Warp_Rattler wrote:Not to be pedantic, but (but of course it is pedantic) I think the latest Windows release was 1.01, not 1.1.
Ah, good catch - amended. And thank goodness; going from 1.1 to 1.10 is truly a cursed approach to versioning.
Good to note that Wine 8.10 may fix some of the odd scaling/filtering issues--I ran an update to see if it's available yet, but it seems like it's still in the pipeline for my distro. I haven't gone too deep into the rabbit hole with Wine tinkering beyond using winetricks to hunt down missing Windows components and the like for standalone games--I use Proton with Steam, but haven't tried running non-Steam programs under Proton.
Lutris is the only reason I even try to fiddle with Proton outside of Steam, since the manual setup makes it very clear that it was designed for internal use first and foremost.
Worth a look if you have a library of older / DRM free stuff - I was hesitant to begin with since monolithic programs that try to do everything often fail, but it's pleasantly competent at UI-ifying things like non-system Wine versioning, game mode, library injection, and so on.
Warp Rattler wrote:I'm on AMD with standard MESA as well, and it's not an issue with Wayland since I'm running Gnome under X11. It seems like it's probably something related to Gnome's handling of the window, as when I set Wine to emulate a virtual desktop the pixels look a lot sharper (though small, even at the 1.875x scaling). 2x scaling modes still just show a blank window.

# Records from a data source
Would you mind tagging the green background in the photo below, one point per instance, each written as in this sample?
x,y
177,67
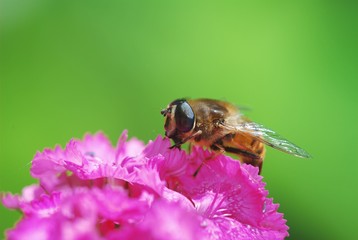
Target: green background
x,y
71,67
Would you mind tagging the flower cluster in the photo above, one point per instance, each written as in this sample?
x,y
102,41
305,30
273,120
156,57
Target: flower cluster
x,y
92,190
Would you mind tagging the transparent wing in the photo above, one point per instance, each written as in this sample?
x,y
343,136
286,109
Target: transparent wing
x,y
269,137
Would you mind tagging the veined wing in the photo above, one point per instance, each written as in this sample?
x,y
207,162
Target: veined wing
x,y
269,137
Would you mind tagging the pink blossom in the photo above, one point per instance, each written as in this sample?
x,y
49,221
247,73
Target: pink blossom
x,y
92,190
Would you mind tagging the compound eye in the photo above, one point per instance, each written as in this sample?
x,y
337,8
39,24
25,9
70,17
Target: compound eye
x,y
184,117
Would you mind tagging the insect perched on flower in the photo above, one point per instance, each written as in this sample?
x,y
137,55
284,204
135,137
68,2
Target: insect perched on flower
x,y
220,126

# WRITTEN TASKS
(1) In the forum post, which tool does the writer name as the only reason they try to use Proton outside of Steam?
(2) In the records, replace "Target" with "Label" in the lines from the one containing "Would you mind tagging the veined" through the end of the records, inclusive, and return only those lines.

# WORKED SOLUTIONS
(1) Lutris.

(2)
Would you mind tagging the veined wing in the photo above, one point per instance, each written as in this sample?
x,y
207,162
Label: veined wing
x,y
269,137
Would you mind tagging the pink blossom in the photo above, one point per instance, each written as in this sample?
x,y
49,221
247,73
Label: pink blossom
x,y
92,190
Would you mind tagging the compound eye in the photo above, one point per instance, each written as in this sample?
x,y
337,8
39,24
25,9
70,17
Label: compound eye
x,y
184,117
Would you mind tagging the insect perched on flower in the photo above, one point per instance, each written as in this sample?
x,y
137,55
284,204
135,137
68,2
Label: insect perched on flower
x,y
220,126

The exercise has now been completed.